Saved entries:
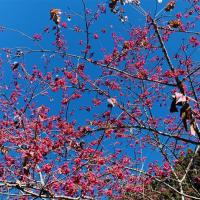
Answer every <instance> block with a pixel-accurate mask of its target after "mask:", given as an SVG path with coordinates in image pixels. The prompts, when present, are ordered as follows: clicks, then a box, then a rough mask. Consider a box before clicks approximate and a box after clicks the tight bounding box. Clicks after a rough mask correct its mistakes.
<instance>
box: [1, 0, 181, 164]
mask: <svg viewBox="0 0 200 200" xmlns="http://www.w3.org/2000/svg"><path fill="white" fill-rule="evenodd" d="M97 2H102V1H95V0H88V1H86V5H87V6H88V7H89V8H90V9H94V7H95V6H96V5H97ZM152 2H154V3H152ZM155 2H156V1H153V0H144V1H142V6H144V8H148V9H149V10H151V12H152V13H154V12H155V8H156V7H155ZM166 2H167V1H166V0H163V4H159V5H158V10H159V9H161V8H163V7H164V5H165V3H166ZM182 2H184V1H181V0H179V1H178V6H183V4H182ZM0 6H1V12H0V25H2V26H6V27H8V28H12V29H18V30H21V31H22V32H24V33H26V34H28V35H30V36H32V35H33V34H34V33H41V34H44V33H43V30H44V28H45V27H47V26H49V27H52V26H53V24H52V21H50V19H49V18H50V16H49V11H50V9H52V8H60V9H61V10H62V11H64V12H70V13H71V12H74V11H75V12H78V13H79V12H80V13H81V14H83V12H82V4H81V1H79V0H1V2H0ZM68 7H70V8H71V10H69V9H68ZM127 15H128V17H129V22H130V23H131V24H134V25H135V26H136V25H139V24H140V23H141V22H142V21H144V17H143V16H140V15H138V13H137V12H136V11H135V10H134V9H132V8H131V7H129V8H128V7H127ZM138 16H140V17H141V18H140V17H138ZM62 20H63V21H64V20H65V21H67V18H66V19H64V18H63V19H62ZM67 24H68V27H72V26H73V24H80V26H84V22H83V21H82V20H81V19H80V18H79V17H76V16H75V17H72V20H71V22H68V21H67ZM101 28H106V30H107V31H109V32H110V33H111V32H112V31H114V32H117V33H119V34H121V35H123V36H124V37H125V38H126V37H128V35H127V33H126V30H127V29H128V24H127V25H125V26H124V25H121V24H119V20H118V19H117V17H116V16H114V15H113V14H112V13H109V10H107V15H106V16H103V17H102V19H101V20H100V21H99V22H98V23H97V24H96V25H95V26H94V27H93V28H91V32H93V33H96V32H97V33H99V35H100V39H99V40H98V41H92V44H94V45H96V47H95V49H96V51H97V52H98V53H95V56H96V57H98V58H99V57H101V58H102V57H103V54H102V52H101V51H100V49H101V48H104V47H105V48H108V49H109V47H110V46H111V45H113V44H112V43H111V42H110V35H109V36H107V35H104V34H102V33H101ZM63 33H64V34H65V35H66V39H67V44H68V46H69V50H70V52H72V53H76V52H77V53H78V52H79V48H80V46H79V45H78V42H79V40H80V39H83V40H84V39H85V37H84V35H81V34H76V33H74V32H73V31H70V30H69V29H67V30H63ZM176 39H178V37H177V38H174V40H176ZM50 41H51V42H50ZM52 42H53V36H52V34H51V35H50V36H47V35H45V36H44V40H42V41H41V43H40V44H41V45H42V46H43V47H45V48H53V47H52V46H51V43H52ZM24 46H28V47H31V48H37V43H35V42H33V41H31V40H30V39H28V38H26V37H22V36H21V35H20V34H18V33H16V32H11V31H6V32H5V33H1V34H0V48H2V47H10V48H12V47H24ZM168 47H169V50H170V51H171V52H172V51H173V50H175V49H176V48H178V47H177V45H176V44H174V42H170V43H169V44H168ZM26 63H27V64H28V65H29V66H32V65H33V64H41V65H42V58H41V55H39V54H36V55H33V56H32V54H31V55H30V56H27V57H26ZM51 64H52V65H55V66H56V65H57V66H58V67H59V66H60V65H61V66H62V65H63V63H62V61H61V60H60V59H58V60H57V59H55V60H53V61H52V63H51ZM92 70H93V71H92ZM90 73H91V74H92V75H93V76H94V78H93V79H95V73H96V72H95V69H90ZM5 80H9V75H6V77H5ZM56 95H57V94H56ZM54 98H55V99H56V98H57V97H56V96H55V97H54ZM40 100H42V101H44V103H46V102H45V100H43V99H42V98H41V99H40ZM77 102H78V101H77ZM85 102H88V96H87V97H85V98H84V99H83V102H82V104H83V105H84V103H85ZM38 103H41V102H38ZM77 104H79V103H77ZM100 109H102V107H101V108H100ZM103 109H106V105H105V106H104V108H103ZM55 110H56V108H54V110H53V111H55ZM166 112H168V110H166ZM157 114H159V113H157ZM75 116H76V115H75ZM83 116H84V117H85V118H86V116H87V112H83V113H82V115H81V117H83ZM79 117H80V113H78V114H77V120H80V123H81V120H82V118H81V119H80V118H79ZM152 152H154V155H156V153H155V151H150V150H148V151H147V153H146V155H147V156H149V159H150V160H151V159H155V158H156V156H154V157H153V158H152V157H150V155H151V153H152Z"/></svg>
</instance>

REQUIRED WORK: State in a single number how many lines in the data include the word "instance".

TASK OUTPUT: 3